■ **TEXT EXCERPT**:
** BEGIN **
Edgardo Luis Paruzzo
- Paruzzo in the 1980s

Personal information
- Full name: Edgardo Luis Paruzzo
- Date of birth: 17 August 1954
- Place of birth: Roque Sáenz Peña, Chaco, Argentina
- Date of death: 2 September 2024 (aged 70)
- Place of death: San Fernando, Buenos Aires, Argentina
- Position: Forward

Youth career
- 1958–?: Rosario Central

Senior career*
- Years: Team / Apps / (Gls)
- 1975: Concepción [es] /  / (26)
- 1976–1979: Quilmes
- 1979: Altos Hornos Zapla
- 1980–1981: Tigre
- 1981–1982: Atlético Bucaramanga / 19 / (6)
- 1982–1989: Tigre
- 1989–1990: Almirante Brown
- 1990–1992: San Miguel

= Edgardo Luis Paruzzo =

Argentine footballer (1954–2024)

Edgardo Luis Paruzzo (17 August 1954 – 2 September 2024) was an Argentine footballer who played as a forward. Nicknamed "Paru", he was primarily associated with playing for Tigre throughout the 1980s, contributing greatly to the club's performance throughout the decade to the point of being the club's third all-time scorer and a historical figure for the club.

==Career==
Paruzzo was born on 17 August 1954 in Presidencia Roque Sáenz Peña. At the age of only 4, he would play for the youth sector of Rosario Central where he played for three years but did make it to the senior team. He briefly considered quitting football in favor for a banking career, but he then played for Concepción after being contacted to play for them where despite only playing a single season in the 1975 Argentine Primera División, he scored 26 goals. This caught the attention of Quilmes beginning in 1976 where he was part of the winning squad for the 1978 Campeonato Metropolitano and subsequently played in the 1979 Copa Libertadores.
** END **
■ **REQUIRED WORK**:
[a] Translate this sentence from the Paruzzo biography into Spanish: "Edgardo Luis Paruzzo (17 August 1954 – 2 September 2024) was an Argentine footballer who played as a forward."
[b] Extend the Paruzzo biography with a short passage that picks up right after its final sentence.
The entries after this point have no connection to the Paruzzo biography.

■ **RECORD LIST**:
** BEGIN **
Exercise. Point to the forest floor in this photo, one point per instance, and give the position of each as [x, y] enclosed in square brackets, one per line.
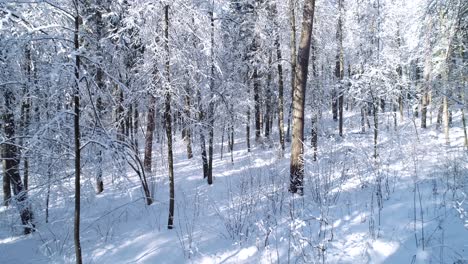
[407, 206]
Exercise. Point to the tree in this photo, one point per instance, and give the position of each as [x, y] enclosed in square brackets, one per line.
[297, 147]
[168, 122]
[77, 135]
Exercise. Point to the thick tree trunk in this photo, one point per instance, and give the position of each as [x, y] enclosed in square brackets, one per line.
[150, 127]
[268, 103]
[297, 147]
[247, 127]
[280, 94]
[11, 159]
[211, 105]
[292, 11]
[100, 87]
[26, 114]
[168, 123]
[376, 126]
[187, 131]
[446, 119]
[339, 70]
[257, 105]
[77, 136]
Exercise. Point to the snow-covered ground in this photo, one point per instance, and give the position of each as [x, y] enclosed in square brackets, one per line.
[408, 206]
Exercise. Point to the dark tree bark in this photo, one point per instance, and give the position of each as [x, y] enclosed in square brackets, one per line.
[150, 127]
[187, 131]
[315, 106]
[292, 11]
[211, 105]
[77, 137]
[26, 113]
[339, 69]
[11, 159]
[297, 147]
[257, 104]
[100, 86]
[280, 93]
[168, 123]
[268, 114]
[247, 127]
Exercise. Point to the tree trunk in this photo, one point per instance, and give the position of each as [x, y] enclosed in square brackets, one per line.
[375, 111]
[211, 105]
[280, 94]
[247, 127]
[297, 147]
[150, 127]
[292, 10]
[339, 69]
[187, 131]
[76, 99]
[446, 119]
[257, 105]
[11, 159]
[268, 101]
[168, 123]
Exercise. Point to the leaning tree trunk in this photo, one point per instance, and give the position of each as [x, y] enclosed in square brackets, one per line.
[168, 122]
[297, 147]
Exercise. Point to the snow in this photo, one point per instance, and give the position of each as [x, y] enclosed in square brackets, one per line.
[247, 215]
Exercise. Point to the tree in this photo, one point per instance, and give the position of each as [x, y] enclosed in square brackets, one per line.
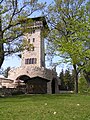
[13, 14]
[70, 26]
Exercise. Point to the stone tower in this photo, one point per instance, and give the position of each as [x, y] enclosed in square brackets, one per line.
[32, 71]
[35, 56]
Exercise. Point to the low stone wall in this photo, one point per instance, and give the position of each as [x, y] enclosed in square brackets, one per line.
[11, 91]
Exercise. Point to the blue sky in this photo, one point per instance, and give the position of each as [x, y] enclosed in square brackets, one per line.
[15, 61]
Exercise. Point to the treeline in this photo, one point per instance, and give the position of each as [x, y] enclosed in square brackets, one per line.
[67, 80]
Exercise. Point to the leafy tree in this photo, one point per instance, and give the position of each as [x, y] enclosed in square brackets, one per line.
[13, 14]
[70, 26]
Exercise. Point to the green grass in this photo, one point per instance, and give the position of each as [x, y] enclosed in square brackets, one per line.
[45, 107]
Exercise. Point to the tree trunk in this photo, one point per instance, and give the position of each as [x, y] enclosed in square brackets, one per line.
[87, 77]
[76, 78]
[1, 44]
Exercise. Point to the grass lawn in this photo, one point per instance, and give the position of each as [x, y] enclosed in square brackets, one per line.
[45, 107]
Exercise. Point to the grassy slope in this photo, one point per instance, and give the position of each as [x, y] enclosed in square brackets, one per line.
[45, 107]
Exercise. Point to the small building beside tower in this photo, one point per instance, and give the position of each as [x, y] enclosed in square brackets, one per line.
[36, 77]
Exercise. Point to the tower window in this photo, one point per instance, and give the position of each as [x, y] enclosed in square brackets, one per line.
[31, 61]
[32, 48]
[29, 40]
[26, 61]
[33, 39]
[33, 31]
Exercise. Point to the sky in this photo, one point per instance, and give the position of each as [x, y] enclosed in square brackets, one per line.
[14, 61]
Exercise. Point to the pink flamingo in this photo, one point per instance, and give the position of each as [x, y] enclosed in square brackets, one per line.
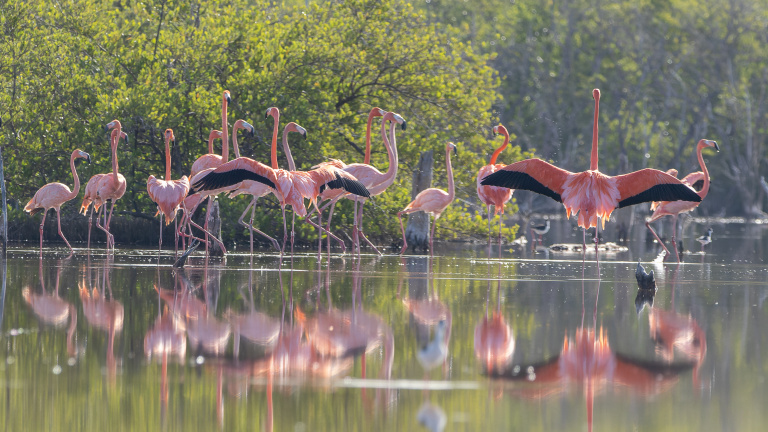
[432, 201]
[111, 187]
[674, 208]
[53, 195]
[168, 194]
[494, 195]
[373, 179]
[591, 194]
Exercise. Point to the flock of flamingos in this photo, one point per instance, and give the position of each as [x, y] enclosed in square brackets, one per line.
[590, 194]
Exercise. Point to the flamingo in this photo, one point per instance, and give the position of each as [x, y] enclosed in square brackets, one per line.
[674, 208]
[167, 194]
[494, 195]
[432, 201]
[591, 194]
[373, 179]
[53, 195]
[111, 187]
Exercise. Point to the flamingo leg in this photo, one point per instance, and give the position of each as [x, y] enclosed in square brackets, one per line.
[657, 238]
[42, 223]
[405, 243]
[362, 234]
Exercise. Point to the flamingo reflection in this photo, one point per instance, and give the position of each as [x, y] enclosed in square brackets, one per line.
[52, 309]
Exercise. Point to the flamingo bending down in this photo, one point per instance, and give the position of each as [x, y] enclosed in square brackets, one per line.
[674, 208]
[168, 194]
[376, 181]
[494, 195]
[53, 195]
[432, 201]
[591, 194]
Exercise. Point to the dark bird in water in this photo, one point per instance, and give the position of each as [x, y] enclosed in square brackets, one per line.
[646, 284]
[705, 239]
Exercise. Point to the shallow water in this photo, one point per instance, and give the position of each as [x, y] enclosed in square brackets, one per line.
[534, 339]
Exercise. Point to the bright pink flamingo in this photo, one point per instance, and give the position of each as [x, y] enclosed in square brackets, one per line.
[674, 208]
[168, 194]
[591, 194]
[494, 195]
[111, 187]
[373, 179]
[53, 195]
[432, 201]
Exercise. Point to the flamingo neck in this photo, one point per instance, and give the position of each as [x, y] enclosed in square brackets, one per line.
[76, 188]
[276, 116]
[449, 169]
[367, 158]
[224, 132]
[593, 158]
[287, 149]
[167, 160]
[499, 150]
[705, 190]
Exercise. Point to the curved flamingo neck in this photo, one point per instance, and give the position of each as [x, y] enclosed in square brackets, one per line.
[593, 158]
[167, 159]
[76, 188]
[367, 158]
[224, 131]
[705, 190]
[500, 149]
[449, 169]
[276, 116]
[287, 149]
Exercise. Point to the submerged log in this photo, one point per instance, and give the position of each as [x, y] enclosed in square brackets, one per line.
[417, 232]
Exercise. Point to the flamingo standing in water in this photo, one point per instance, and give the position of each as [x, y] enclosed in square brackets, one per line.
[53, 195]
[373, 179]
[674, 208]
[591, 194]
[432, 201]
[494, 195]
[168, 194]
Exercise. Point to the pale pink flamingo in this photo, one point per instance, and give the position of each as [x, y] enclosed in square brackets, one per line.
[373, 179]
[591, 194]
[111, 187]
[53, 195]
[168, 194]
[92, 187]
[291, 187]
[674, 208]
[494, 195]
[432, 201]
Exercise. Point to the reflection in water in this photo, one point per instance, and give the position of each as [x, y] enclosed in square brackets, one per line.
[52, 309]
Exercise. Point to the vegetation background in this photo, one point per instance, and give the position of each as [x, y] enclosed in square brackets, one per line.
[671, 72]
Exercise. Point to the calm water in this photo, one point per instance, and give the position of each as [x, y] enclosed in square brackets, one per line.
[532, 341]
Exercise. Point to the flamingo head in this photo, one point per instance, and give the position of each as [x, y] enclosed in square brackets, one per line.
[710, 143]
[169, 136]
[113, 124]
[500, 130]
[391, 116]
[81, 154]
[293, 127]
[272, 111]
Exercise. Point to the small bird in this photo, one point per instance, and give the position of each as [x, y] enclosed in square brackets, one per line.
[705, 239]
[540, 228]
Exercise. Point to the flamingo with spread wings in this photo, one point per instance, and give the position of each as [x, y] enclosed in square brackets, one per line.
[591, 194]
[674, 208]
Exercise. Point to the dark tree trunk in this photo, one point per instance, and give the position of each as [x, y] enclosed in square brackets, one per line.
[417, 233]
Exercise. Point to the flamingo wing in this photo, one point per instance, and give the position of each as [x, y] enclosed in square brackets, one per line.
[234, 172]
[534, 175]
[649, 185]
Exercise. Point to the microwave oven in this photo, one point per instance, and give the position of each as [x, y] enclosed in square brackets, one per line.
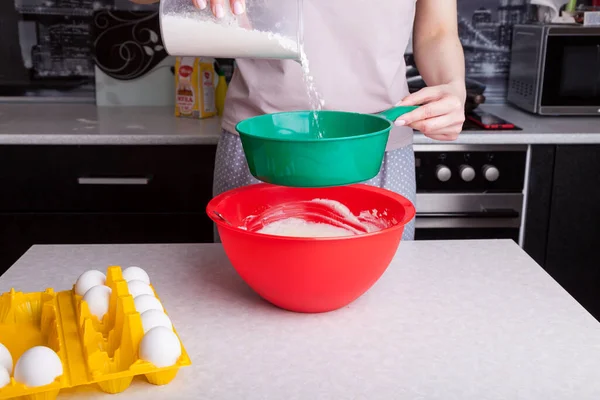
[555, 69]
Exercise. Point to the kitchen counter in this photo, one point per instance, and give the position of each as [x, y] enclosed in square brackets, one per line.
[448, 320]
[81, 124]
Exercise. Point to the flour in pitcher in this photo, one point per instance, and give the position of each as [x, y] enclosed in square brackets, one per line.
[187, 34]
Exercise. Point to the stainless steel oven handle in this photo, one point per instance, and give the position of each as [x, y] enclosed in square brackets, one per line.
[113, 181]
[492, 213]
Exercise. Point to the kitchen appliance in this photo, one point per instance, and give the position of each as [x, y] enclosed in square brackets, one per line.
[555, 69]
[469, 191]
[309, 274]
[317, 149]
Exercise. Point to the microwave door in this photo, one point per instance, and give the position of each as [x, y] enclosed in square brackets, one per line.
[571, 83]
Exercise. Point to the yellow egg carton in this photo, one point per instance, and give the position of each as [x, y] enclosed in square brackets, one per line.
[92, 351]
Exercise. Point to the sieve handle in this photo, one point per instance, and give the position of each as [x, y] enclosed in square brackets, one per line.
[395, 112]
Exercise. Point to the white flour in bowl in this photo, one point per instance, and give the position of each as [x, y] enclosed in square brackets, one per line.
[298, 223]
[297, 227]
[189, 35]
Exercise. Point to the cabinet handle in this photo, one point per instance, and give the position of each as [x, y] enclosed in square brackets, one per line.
** END **
** BEGIN **
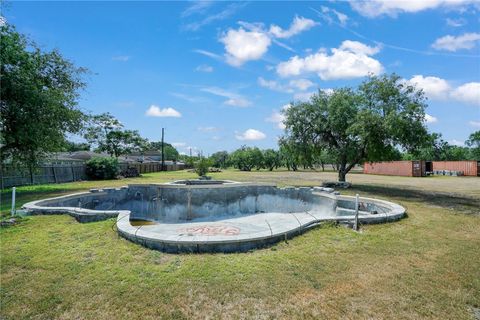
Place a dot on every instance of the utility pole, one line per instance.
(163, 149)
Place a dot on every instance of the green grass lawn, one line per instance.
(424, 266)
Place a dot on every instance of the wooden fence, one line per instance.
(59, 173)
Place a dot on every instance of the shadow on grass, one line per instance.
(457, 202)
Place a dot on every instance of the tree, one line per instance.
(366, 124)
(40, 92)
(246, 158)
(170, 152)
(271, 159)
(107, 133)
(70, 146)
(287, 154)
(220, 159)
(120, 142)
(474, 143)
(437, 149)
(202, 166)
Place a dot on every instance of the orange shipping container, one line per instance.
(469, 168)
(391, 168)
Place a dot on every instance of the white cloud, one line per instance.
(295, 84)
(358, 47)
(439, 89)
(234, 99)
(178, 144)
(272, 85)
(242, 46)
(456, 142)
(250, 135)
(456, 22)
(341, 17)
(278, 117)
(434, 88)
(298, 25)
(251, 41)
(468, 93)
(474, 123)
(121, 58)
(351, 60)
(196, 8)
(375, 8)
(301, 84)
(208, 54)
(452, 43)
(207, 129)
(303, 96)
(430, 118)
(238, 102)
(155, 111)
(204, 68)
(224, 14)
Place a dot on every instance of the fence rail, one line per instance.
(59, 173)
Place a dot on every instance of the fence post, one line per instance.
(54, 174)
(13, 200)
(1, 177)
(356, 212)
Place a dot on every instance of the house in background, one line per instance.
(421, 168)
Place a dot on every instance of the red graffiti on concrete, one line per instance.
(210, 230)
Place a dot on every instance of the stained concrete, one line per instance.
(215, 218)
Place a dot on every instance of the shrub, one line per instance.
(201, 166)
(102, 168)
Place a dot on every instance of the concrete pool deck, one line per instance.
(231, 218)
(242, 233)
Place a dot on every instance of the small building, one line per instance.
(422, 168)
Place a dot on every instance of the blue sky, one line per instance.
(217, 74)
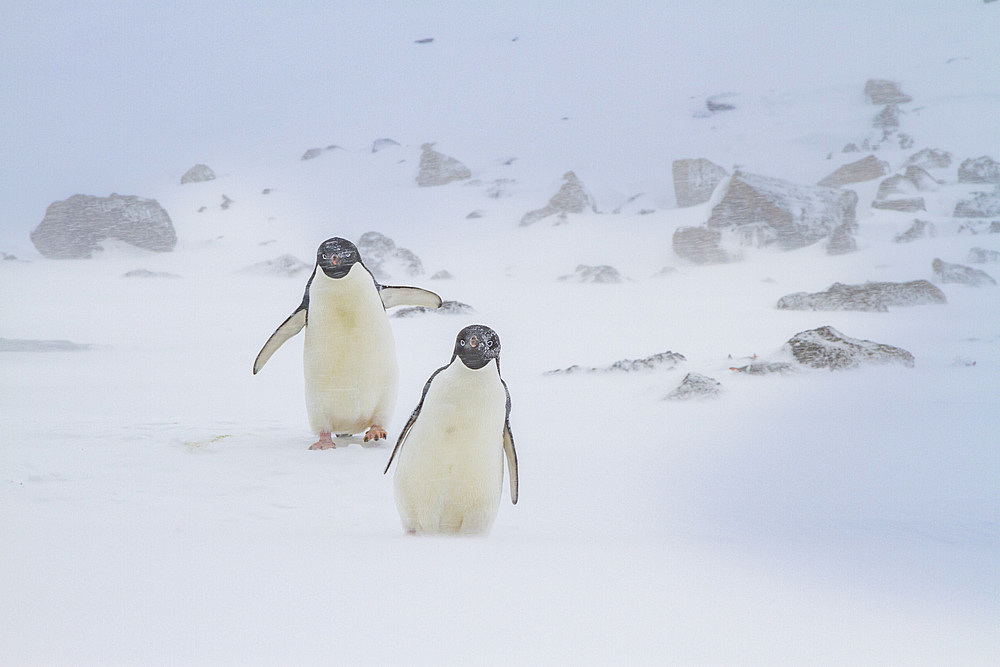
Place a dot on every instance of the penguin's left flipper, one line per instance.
** END **
■ **OUTPUTS FOR THE TASKS**:
[a] Edgardo Luis Paruzzo (17 de agosto de 1954 – 2 de septiembre de 2024) fue un futbolista argentino que jugaba como delantero.

[b]
He then briefly played for Altos Hornos Zapla where he competed in the 1979 Campeonato Nacional before arriving to play for Tigre beginning in the 1980 Argentine Primera División where he made his official debut for the club on 10 February 1980 in a match against Ferro Carril Oeste where he also scored his first goal for the club. Even in his initial years in the club, Paruzzo was valued for being able to score goals in any position that was available to him. This culminated in a 7–1 victory over Defensores de Belgrano where he scored five consecutive goals in the same match on 1 August 1981. After briefly going beyond borders to play for Colombian-based club Atlético Bucaramanga for six months where he scored 6 goals in 19 matches, he returned to play for Tigre in 1982 and for the next few years of his career, he was part of the main goalscoring lineup alongside Walter Fiori and Rolando Chaparro. Paruzzo was the main goal scorer in the 1986, 1987, 1988 and 1989 seasons with his hundredth goal being against Estación Quequén in 1988 during the 1988–89 Primera B Nacional with that tournament being the final one he had with the club with his final match being on 29 April 1989 against Temperley. His final record for the club had him make 345 appearances for the club with 105 goals scored, making him the third highest scorer in the club's history. He spent rest of 1989 and the first half of 1990 playing for Almirante Brown as his final years as a player were from 1990 to 1992 playing for San Miguel before retiring.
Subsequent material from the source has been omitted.